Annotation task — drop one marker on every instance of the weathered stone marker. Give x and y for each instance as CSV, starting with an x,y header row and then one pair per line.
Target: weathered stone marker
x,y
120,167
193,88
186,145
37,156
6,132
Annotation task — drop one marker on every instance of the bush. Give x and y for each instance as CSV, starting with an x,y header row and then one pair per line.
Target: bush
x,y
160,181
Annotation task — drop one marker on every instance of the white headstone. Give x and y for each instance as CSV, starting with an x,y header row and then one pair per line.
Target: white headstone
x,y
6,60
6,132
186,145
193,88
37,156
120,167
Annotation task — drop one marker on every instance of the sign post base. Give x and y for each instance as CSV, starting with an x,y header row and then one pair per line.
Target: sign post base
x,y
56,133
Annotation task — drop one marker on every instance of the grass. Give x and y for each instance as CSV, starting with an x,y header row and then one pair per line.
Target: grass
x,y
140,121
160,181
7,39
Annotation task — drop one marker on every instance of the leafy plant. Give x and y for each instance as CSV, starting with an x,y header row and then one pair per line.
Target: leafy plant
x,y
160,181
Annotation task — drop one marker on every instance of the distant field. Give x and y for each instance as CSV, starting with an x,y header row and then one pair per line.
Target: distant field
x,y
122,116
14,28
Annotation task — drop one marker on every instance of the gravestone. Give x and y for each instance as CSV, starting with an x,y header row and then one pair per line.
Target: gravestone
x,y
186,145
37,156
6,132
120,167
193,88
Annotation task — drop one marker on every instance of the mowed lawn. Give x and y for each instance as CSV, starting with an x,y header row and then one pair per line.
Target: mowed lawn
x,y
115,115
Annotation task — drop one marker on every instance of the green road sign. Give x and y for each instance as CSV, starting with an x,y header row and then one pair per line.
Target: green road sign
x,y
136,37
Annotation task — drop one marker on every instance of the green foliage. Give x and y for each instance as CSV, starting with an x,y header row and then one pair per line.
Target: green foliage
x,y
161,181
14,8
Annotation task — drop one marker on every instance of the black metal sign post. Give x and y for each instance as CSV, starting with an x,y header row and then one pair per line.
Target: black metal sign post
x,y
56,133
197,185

==*==

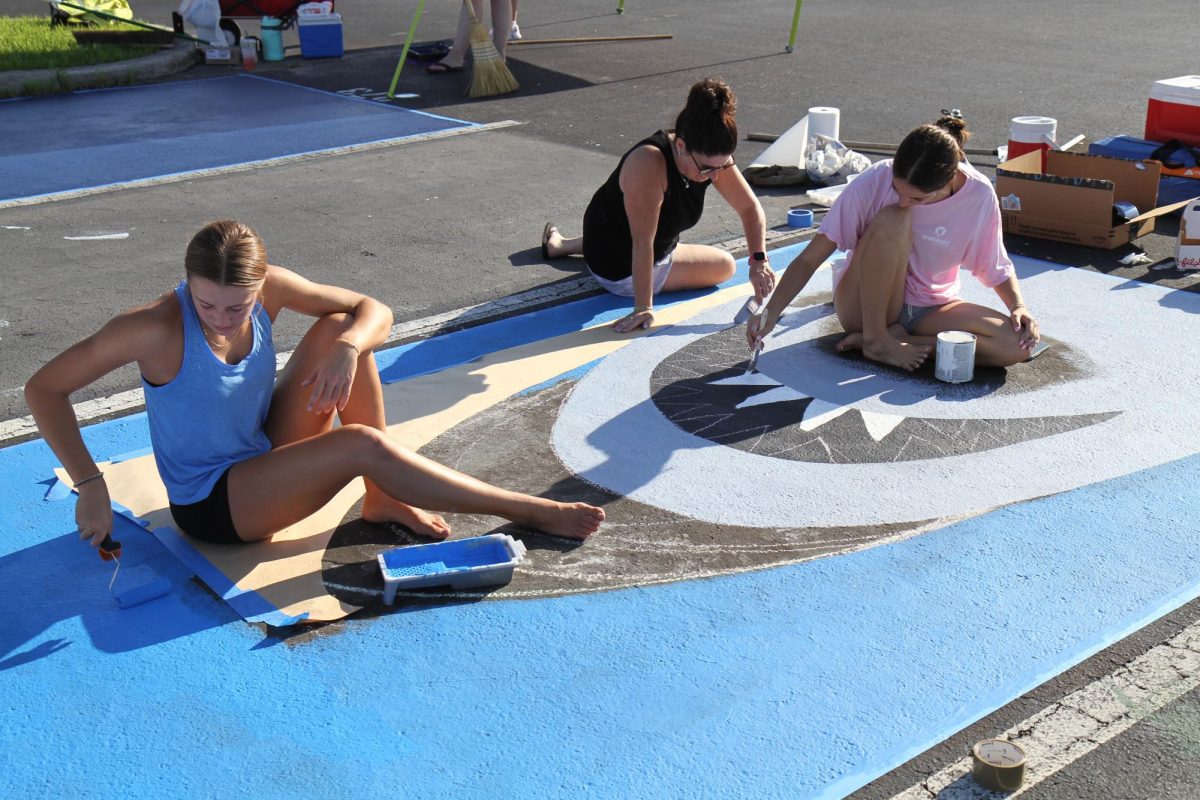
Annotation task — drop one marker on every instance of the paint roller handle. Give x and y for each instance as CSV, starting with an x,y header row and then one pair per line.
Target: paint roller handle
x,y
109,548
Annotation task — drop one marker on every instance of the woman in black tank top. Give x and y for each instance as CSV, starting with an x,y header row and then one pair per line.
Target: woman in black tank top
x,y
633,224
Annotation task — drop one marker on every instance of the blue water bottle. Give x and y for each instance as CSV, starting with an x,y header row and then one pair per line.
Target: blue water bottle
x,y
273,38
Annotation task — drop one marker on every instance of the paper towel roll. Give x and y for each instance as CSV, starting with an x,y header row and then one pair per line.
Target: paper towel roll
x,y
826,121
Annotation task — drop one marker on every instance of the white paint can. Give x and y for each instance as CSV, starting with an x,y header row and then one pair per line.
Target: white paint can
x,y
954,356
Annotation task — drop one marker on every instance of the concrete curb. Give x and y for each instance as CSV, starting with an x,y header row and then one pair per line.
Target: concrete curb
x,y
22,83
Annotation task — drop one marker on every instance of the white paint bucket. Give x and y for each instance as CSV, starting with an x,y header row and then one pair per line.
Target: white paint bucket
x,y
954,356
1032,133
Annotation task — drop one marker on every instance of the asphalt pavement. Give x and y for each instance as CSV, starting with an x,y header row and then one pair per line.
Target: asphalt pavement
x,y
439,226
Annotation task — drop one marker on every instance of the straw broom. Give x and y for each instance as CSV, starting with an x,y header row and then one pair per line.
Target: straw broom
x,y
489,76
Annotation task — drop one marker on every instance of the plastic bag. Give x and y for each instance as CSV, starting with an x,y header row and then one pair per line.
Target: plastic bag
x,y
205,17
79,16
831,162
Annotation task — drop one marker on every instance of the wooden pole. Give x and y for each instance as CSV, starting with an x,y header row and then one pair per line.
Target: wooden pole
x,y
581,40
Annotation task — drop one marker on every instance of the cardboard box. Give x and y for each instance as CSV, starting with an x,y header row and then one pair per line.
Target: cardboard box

==*==

### EXERCISE
Of the entries above, transcribe exactly those lines that fall between the line containing "Target: weathered stone marker" and the line containing "of the leafy", together with those two lines.

### WRITTEN SOLUTION
Target: weathered stone marker
x,y
120,167
193,88
186,145
37,156
6,132
Annotation task — drop one marker on every instance of the bush. Give x and y for each instance as CSV, starting with an x,y header row and then one pair per line.
Target: bush
x,y
160,181
Annotation task — drop one marker on every instance of the white headstone. Give x and y for each instance as CSV, starting with an x,y header row and then one pair per line.
Target: white headstone
x,y
6,60
6,132
186,145
193,88
37,156
120,167
Annotation task — drop one marker on every instance of the sign post base. Give x and y for each instance as CSV, starting with an x,y header row and then one pair per line.
Target: sign post base
x,y
56,133
Annotation task — drop one marker on every instance of the grass. Give x and y for each instance as CSV, starting with an x,y header row and then one pair per line.
Target: grass
x,y
140,121
160,181
7,39
Annotation task — drop one marker on every instance of the leafy plant. Give x and y for each instance as CSV, starting with an x,y header row and then one pair per line.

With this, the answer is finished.